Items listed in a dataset
###
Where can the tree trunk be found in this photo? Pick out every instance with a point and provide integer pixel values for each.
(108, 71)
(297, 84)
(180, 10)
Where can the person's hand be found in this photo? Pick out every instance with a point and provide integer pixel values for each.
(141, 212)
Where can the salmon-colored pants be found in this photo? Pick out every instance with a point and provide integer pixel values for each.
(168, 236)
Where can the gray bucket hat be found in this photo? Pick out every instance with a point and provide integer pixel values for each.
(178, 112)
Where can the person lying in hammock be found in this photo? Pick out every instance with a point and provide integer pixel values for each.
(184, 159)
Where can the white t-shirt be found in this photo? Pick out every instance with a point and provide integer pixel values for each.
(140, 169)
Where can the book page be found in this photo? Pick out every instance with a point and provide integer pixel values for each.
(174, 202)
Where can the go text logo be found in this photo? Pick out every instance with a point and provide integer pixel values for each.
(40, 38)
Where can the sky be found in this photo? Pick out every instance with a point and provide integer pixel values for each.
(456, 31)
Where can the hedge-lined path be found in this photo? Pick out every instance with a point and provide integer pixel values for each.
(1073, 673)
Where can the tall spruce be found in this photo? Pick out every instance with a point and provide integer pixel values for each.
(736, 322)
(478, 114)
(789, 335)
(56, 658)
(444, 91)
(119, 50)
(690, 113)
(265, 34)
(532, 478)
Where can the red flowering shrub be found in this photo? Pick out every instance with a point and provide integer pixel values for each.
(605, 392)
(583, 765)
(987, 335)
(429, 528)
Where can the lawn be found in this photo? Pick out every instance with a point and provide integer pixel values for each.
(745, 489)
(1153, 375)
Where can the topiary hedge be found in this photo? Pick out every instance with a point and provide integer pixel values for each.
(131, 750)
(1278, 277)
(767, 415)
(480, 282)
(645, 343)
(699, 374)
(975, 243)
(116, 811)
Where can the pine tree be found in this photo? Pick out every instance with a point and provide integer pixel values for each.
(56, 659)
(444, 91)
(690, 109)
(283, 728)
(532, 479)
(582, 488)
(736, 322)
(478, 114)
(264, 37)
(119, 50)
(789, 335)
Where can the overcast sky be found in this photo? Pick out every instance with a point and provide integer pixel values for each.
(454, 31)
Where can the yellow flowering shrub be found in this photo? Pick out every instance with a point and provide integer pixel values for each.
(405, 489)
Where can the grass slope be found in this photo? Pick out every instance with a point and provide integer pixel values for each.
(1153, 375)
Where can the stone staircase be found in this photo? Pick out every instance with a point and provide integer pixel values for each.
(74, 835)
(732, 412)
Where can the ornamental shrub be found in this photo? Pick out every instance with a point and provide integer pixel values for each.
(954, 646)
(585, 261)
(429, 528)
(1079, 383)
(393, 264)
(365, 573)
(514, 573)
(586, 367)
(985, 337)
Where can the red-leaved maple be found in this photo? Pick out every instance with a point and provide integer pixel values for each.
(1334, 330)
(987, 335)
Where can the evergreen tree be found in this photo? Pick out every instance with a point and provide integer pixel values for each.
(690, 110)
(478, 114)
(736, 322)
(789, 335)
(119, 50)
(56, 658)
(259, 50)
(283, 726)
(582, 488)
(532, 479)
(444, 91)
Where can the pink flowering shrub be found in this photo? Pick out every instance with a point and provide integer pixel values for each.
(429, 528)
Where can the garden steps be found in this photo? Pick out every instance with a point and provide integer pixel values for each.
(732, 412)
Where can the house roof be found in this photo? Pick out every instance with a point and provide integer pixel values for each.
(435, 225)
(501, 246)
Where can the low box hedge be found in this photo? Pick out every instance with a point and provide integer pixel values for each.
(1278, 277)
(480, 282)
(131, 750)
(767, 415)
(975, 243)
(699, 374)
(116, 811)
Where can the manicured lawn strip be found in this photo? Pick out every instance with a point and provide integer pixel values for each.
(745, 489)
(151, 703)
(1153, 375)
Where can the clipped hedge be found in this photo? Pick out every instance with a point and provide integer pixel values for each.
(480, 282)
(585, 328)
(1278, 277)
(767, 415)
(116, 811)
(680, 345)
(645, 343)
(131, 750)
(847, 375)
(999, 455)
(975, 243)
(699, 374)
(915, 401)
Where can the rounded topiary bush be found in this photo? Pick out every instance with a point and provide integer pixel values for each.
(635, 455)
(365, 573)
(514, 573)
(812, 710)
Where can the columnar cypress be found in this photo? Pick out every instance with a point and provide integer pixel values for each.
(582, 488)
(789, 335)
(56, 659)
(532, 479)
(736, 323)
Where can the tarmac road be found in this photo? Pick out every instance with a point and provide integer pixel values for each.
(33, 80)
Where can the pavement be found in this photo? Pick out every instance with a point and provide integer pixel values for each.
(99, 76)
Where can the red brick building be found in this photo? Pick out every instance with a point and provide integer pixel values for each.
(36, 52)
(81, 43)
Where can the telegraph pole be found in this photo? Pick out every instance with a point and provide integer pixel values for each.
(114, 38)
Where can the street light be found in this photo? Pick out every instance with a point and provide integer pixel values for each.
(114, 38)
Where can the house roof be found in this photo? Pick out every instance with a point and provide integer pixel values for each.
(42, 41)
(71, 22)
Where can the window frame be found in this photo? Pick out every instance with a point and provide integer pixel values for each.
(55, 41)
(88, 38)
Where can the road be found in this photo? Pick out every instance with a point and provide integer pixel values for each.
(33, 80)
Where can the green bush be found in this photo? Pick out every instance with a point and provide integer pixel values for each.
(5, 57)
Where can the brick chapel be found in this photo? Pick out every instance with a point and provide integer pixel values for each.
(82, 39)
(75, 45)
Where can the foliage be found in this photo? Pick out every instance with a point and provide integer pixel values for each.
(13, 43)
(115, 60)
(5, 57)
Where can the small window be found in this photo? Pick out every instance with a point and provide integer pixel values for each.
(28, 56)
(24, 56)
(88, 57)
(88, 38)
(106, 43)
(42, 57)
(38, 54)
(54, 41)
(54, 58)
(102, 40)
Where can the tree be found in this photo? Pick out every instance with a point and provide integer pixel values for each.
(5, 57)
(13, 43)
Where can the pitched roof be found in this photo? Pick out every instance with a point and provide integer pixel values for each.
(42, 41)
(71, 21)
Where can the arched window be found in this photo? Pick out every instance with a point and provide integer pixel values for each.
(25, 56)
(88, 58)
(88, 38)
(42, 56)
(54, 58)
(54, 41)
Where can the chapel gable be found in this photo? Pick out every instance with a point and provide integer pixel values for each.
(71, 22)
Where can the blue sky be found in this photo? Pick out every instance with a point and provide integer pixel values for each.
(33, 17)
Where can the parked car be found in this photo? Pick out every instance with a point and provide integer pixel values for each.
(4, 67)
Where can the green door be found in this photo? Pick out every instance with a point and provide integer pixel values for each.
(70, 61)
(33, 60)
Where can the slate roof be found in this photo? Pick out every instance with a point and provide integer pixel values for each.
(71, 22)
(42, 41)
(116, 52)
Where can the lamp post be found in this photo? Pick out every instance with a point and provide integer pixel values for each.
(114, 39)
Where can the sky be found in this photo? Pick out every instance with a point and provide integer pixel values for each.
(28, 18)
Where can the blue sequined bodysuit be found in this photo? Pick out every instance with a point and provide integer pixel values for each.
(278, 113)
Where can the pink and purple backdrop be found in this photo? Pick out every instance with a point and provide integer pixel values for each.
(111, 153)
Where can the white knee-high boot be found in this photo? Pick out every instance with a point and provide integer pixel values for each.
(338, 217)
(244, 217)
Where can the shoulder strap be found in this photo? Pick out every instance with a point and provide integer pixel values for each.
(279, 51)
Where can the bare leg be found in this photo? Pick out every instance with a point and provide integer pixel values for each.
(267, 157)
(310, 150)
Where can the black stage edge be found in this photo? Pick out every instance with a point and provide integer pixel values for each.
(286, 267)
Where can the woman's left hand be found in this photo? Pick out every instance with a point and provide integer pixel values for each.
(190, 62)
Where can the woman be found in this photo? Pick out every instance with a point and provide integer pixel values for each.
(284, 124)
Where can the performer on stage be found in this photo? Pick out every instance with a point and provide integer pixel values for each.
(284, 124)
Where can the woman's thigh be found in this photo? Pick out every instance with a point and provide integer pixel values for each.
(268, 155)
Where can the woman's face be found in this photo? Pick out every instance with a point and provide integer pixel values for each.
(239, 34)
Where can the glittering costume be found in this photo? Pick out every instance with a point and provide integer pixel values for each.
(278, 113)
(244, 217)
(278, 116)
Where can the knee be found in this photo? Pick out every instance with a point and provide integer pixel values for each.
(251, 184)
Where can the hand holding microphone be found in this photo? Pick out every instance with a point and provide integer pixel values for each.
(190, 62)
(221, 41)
###
**What is asked**
Convert the material, from the line containing "Where can the black" through the last line, into a JSON list of strings with one string per line and no blank lines.

**Solution**
[
  "Where can the black stage edge be found in this photo? Pick out every instance with a point and provide integer pixel values for each.",
  "(286, 267)",
  "Where can the woman's left hand be found in this photo? Pick out every instance with a point and provide integer pixel values for each.",
  "(190, 62)",
  "Where can the woman be found in this photo? Pick out every instance with a point and provide integer pixel values for each.",
  "(284, 124)",
  "Where can the performer on stage be found in this photo? Pick out every instance with a point and provide integer pixel values for each.",
  "(284, 124)",
  "Where can the woman's thigh be found in this photo? Pick out every instance with a point and provide integer pixel values for each.",
  "(268, 155)",
  "Where can the woman's face be found in this photo? Pick out every instance with a point and provide integer pixel values for each.",
  "(239, 34)",
  "Where can the glittering costume be found in this photo? Pick out every instance with a point and provide integer pixel values for each.",
  "(278, 113)",
  "(244, 217)",
  "(278, 116)",
  "Where can the knee be found in this photo? Pick out every instance with a point and provide integer pixel values for each.",
  "(251, 184)",
  "Where can the hand holding microphone be found in this photo? Pick out every instance with a point and provide integer pixel values for each.",
  "(190, 62)",
  "(221, 41)"
]